Position annotation records

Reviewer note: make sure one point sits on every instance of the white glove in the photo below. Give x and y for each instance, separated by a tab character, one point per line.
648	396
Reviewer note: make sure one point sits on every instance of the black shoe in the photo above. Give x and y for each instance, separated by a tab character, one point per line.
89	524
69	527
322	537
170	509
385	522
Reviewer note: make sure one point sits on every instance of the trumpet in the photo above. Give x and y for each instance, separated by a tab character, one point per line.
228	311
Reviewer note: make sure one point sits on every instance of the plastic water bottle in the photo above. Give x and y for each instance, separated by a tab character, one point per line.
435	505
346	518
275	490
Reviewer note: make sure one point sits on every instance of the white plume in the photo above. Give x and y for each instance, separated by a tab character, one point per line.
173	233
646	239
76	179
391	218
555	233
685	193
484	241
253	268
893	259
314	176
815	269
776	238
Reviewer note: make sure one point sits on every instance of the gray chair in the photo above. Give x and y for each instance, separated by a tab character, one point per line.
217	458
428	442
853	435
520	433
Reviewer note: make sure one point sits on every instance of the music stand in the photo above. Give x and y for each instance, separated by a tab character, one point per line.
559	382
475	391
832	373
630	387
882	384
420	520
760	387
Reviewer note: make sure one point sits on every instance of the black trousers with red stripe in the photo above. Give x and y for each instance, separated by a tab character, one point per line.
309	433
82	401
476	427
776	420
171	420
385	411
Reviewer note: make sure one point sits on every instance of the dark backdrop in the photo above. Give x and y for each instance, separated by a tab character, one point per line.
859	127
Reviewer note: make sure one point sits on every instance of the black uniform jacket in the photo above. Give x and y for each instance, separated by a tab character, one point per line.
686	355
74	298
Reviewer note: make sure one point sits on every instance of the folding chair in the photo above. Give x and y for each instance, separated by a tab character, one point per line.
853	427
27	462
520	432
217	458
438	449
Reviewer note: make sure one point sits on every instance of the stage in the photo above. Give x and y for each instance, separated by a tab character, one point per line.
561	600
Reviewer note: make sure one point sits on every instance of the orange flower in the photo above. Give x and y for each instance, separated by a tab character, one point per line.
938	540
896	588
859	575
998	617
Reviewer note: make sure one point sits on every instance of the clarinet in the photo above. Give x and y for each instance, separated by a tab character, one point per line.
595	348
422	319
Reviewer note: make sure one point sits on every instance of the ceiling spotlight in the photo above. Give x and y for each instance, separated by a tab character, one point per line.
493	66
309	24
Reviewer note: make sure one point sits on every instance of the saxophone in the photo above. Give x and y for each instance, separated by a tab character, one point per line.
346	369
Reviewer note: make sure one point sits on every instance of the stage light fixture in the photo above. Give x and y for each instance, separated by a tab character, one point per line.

## DIRECTION:
Each line of the material should be echoed exactly.

## EXERCISE ANSWER:
Reviewer note: make sure one point sits on every instance of the white glove in the photo below. Give x and y for each instance, separated by a tab character, one point per line.
648	396
Reviewer note: make sure one point sits on every instance of the black shoe in the photo above. Give x and y for each instance, separated by a tab character, one point per line.
89	524
69	527
322	537
170	509
385	522
Reviewer note: make sure one point sits on every instance of the trumpet in the photo above. Give x and y for each instance, separated by a tab character, one point per line.
228	311
Reviewer note: make sure one point sits on every instance of the plastic water bottle in the photo above. Give x and y for each instance, separated by a tab character, one point per line.
435	505
346	518
275	490
Reviewer note: make sure one point sits on every instance of the white plume in the photo above. Give x and y for each instance, separated by a tab character, one point per line.
173	233
646	239
76	179
391	218
555	233
685	193
484	241
253	268
893	259
314	176
815	269
776	238
Reviewer note: make sure one point sits on every instance of the gray chair in the photo above. Give x and y for each instance, separated by a tab character, one point per line.
217	458
428	442
853	435
520	433
Reviewer note: make sure one point sits on every instance of the music stand in the photo above. Give x and y for each instance, separated by a tab character, one point per line.
559	382
475	391
832	373
630	387
882	384
420	520
760	387
Reviewer note: make sure one point sits on every instance of the black trousers with red stripe in the photo above. Give x and y for each instance, separated by a tab character, one point per line.
309	433
82	401
476	427
776	420
171	420
385	411
Reviewer note: make sure one point sits on every instance of the dark backdrop in the photo above. Give x and y for each instance, separated by a tab character, one point per line.
859	127
Reviewer note: make sure one point sits on every instance of the black uniform jacket in the photo above. Give x and y for each instance, separated by a tab character, one point per line.
686	355
74	298
Reviewer note: make sure one point sits on every instance of the folding chair in the photo above. Give x and y for each instance, separated by a tab character, one point per line.
853	427
27	462
520	432
217	458
438	449
Reviewer note: make sure one point sits on every instance of the stage in the photo above. Give x and y for each instance, separated by a tab character, one point per line.
561	600
Reviewer note: make sure one point sits on every instance of the orange flower in the photo above. Give x and y for each instance, separated by a tab character, one point per line.
938	540
896	588
859	575
998	617
Reviewer note: make sure one point sits on every instance of the clarinet in the photo above. Give x and y for each instance, separated by a tab character, one point per line.
595	348
422	319
Reviewer note: make sure one point sits on every instance of the ceiling spotlight in the photo above. Give x and y for each instance, separated by a tab character, one point per line.
493	66
309	24
Reviewer note: make sure one point sits on every instance of the saxophone in the photo above. Give x and y for each instance, separated by a tab character, one point per line.
346	369
Reviewer note: make sure one point sits on every instance of the stage light fixture in the photo above. Give x and y for each instance, separated by a tab character, one point per line.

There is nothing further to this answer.